● Problem description
Repeat word for word the section of the passage on staying hydrated at Walt Disney World starting with "Don’t forget to" and going on through "a fair guess.".

Don’t forget to hydrate
You’re going to burn through a lot of calories at Walt Disney World. You should expect to walk at least 10,000 steps a day. Don’t be surprised if it’s a lot more. I average about 25,000 steps every day I’m at the parks.
I say all of this to emphasize the importance of replenishing. You’re going to run dry while you’re doing all of this walking. While scientists are on the fence about whether drinking 64 ounces of water is the correct daily intake, it’s a fair guess.
When you’re burning so many calories, you should use that total as the bare minimum. Shooting for 80 ounces is a good idea. Bring your own water bottles if you don’t want to pay Disney mark-up. Otherwise, add a few dollars to your budget to buy bottled water several times throughout the day. Otherwise, you’ll get dehydrated and dizzy, which isn’t the way you want to feel at Disney.

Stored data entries
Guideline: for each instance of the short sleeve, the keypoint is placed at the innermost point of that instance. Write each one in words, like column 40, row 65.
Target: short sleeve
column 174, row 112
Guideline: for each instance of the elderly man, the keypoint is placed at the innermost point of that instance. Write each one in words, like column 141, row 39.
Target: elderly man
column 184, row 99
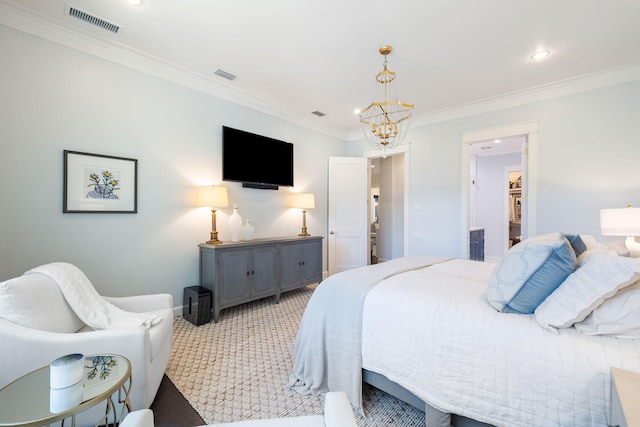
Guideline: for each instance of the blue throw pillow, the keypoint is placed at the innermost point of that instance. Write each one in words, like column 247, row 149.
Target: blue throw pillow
column 530, row 272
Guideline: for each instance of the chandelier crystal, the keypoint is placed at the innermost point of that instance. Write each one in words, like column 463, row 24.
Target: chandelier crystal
column 386, row 120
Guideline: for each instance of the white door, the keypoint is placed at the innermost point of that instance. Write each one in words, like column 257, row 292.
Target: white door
column 348, row 233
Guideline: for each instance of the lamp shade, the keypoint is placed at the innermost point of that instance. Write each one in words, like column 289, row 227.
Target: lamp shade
column 213, row 197
column 620, row 222
column 304, row 201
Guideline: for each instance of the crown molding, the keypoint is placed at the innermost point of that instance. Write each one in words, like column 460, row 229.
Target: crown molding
column 17, row 17
column 553, row 90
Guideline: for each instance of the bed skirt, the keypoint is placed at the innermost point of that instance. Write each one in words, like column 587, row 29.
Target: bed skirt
column 433, row 416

● Answer area
Don’t forget to hydrate
You’re going to burn through a lot of calories at Walt Disney World. You should expect to walk at least 10,000 steps a day. Don’t be surprised if it’s a lot more. I average about 25,000 steps every day I’m at the parks.
I say all of this to emphasize the importance of replenishing. You’re going to run dry while you’re doing all of this walking. While scientists are on the fence about whether drinking 64 ounces of water is the correct daily intake, it’s a fair guess.